# REQUIREMENTS
Please go through the material below and filter out every line that contains the word "leaf", copying each such line unchanged.

# MATERIAL SUPPLIED
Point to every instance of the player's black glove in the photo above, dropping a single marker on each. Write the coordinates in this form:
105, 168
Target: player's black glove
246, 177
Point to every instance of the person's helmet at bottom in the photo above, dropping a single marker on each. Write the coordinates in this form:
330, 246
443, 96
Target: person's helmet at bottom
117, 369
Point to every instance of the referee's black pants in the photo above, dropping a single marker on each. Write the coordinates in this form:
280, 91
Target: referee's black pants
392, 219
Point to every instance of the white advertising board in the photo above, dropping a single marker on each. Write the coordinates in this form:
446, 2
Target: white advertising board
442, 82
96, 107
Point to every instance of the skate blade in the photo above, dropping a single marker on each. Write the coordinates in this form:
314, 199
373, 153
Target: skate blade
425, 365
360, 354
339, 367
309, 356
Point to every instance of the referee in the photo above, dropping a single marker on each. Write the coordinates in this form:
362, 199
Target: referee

* * *

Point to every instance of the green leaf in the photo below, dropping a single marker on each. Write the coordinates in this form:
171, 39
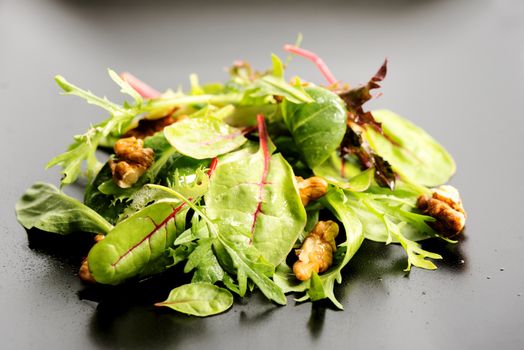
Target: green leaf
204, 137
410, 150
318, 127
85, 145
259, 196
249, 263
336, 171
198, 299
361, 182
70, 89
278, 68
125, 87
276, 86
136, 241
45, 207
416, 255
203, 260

# PROBLEM SOLUTION
Point to every instance of the green leaf in the photo below, dropping a single marker on each. Write the coordinates in this form:
Target: green leaf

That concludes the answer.